Los cinco personajes del Quinteto de los atónitos se mueven en función de unas determinadas emociones. La rabia, el dolor, la pena, el amor, la compasión, el odio, la curiosidad son algunas de las emociones que los personajes muestran frontalmente al espectador que sigue el hilo secuencial de una trama inexplicable. Cada personaje refleja una emoción con independencia de las emociones de sus compañeros, de forma que el resultado es ambiguo por necesidad. Se trata de combinar dos conceptos: confluencia y alternancia (de emociones) para generar el caos de la sensación perceptiva, caos, por otra parte, que inevitablemente me lleva a la emoción, a una emoción indefinida, intemporal: profunda. Inexplicable.

Puro realismo de sensaciones, fenomenológico, a través del cual accedo a esa emoción profunda. Al igual que en todas sus piezas pertenecientes a Las pasiones (sobre todo Observance), los personajes me muestran su lado íntimo más allá de toda posible interpretación. Su intimidad explosiona ante el desconocimiento real de la causa que provoca sus sentimientos. Sentimientos profundos. No hay nunca un porqué. Así, la expresión del sentimiento se me transfiere de forma pura. Emocionando. O por decirlo de otra manera: no hay personajes en la obra de Viola, ni siquiera actos interpretativos; hay sólo emoción directa, la que me adviene de la contemplación de aquello que es inexplicable. Y la cámara hiperlenta ha sido la forma (técnica) perfecta para conseguir lo que ni una fotografía ni una película de cine pudo conseguir antes. Conjunción perfecta, pues, de contenido, forma y técnica. ¿El resultado? (conmigo, se sobreentiende): SOBRECOGIMIENTO.

> **Requisitos del ejercicio**
- a) Reescribe las filas de los registros desde la que contiene "is: small strawberry" hasta el final de los registros, ambas incluidas. Sustituye "Give" por "Provide" y deja todo lo demás igual.
- b) Continúa el texto sobre el Quinteto de los atónitos a partir de su última frase.

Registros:
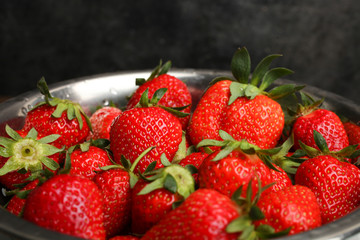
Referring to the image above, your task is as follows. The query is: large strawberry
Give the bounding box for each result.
[23,174,105,239]
[132,156,195,234]
[88,106,122,140]
[126,61,192,129]
[295,131,360,223]
[0,125,63,189]
[110,89,182,172]
[198,131,281,200]
[292,94,349,151]
[142,189,240,240]
[23,78,91,148]
[255,185,321,235]
[188,48,301,149]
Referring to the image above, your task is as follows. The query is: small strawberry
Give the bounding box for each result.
[142,189,240,240]
[295,131,360,224]
[126,61,192,130]
[255,185,321,235]
[188,48,302,149]
[23,174,105,240]
[291,91,349,151]
[93,148,152,238]
[6,180,39,217]
[88,106,122,140]
[70,142,113,179]
[0,125,63,189]
[110,89,182,172]
[23,78,91,148]
[197,131,277,200]
[131,155,195,234]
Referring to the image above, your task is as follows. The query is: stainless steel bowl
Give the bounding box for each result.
[0,69,360,240]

> **Respuestas por tarea**
- a)
Referring to the image above, your task is as follows. The query is: small strawberry
Provide the bounding box for each result.
[142,189,240,240]
[295,131,360,224]
[126,61,192,130]
[255,185,321,235]
[188,48,302,149]
[23,174,105,240]
[291,91,349,151]
[93,148,152,238]
[6,180,39,217]
[88,106,122,140]
[70,142,113,179]
[0,125,63,189]
[110,89,182,172]
[23,78,91,148]
[197,131,277,200]
[131,155,195,234]
Referring to the image above, your task is as follows. The query is: stainless steel bowl
Provide the bounding box for each result.
[0,69,360,240]

- b)
Post Scriptum. Decía más arriba que ante ciertas obras de arte (¿las verdaderas?) los expertos parecen curanderos. Pues bien, pude también decir que ante ciertas obras de arte los expertos hacen lo único que pueden: hablar de fuera adentro. Es decir, creyendo que las obras tienen un significado y que ese significado viene asignado por el autor. Y sin poder, además, asignarle al autor la cualidad de la estupidez. Y si algo me sorprende del Bill Viola sujeto, que no del artista, es su simplicidad, la tontería de sus infantiles planteamientos, su espíritu pseudomístico, sus explicaciones pseudofilosóficas y pretenciosas. En fin, me sorprende la nimiedad de todo aquello que rodea a su extraordinarias obras; de todo aquello que no es su obra, que por otra parte es, curiosamente, lo que sirve a los expertos para tener algo que decir en plural mayestático. O por decirlo de otra forma: Bill Viola es tonto y las explicaciones a su obra son tan burdas como efectivas. Sus obras, sin embargo, me resultan sumamente emocionantes.

miércoles, mayo 05, 2010

Que soy un cobarde

Ya lo he advertido varias veces, pero conviene ir repitiéndolo de vez en cuando para que nadie lo olvide.

Resulta relativamente fácil ser crítico con los otros, sobre todo cuando se escribe desde una tribuna por pequeña que sea. Criticar es algo que puede hacer cualquiera. De hecho cualquiera lo hace. Conozco decenas de columnistas que sólo saben quejarse; columnistas que a su vez creen fervientemente en la poesía.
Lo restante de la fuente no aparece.